The implications of this distinction between implicit and explicit memory for AD care have been developed by the neurophysiologist, Soledad Ballesteros. In a recent experiment, Ballesteros demonstrated how HM’s symptoms are also experienced by those living with AD. Ballesteros asked three groups; one made up of undergraduate students, the second of healthy older adults and the final constituted by those with mild-moderate AD, to identify a collection of familiar objects in a sealed box using only the sense of touch
Crucially, the ability to accurately identify the objects varied little across the groups, suggesting that the tactile memory or implicit memory of those with AD remained largely intact, acting as a trigger or ‘priming’ mechanism, enabling them to recall the object’s name and/or function. However, when half of the objects in the box were swapped with a new set of familiar objects and participants were instead asked to identify the old and new objects, those with AD scored significantly lower than the two control groups, highlighting the impairment of their declarative or explicit memory.158 The case study of HM and Ballesteros’s experiment indicate the importance of touch in enabling motor function (playing the piano) and in priming memory recall (recognising an object and its function) with important consequences for future AD design. For example, Sarah Waller CBE argues that taps in contemporary ECH schemes should function in a familiar or intuitive manner in order to align with undamaged motor function, rather than simply perform as needlessly esoteric features of care home bathrooms and kitchens.

*****

(What the exercise asks): In the passage on memory and dementia care, which sense were participants in Ballesteros's experiment allowed to use to identify the objects in the sealed box?

(Dataset excerpt):
*****

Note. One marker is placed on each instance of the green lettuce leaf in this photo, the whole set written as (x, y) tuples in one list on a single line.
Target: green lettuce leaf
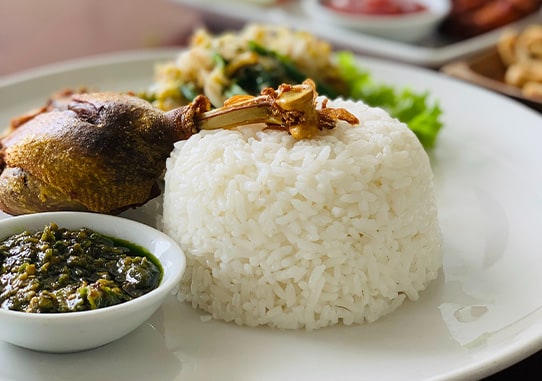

*****

(Written answer): Only the sense of touch.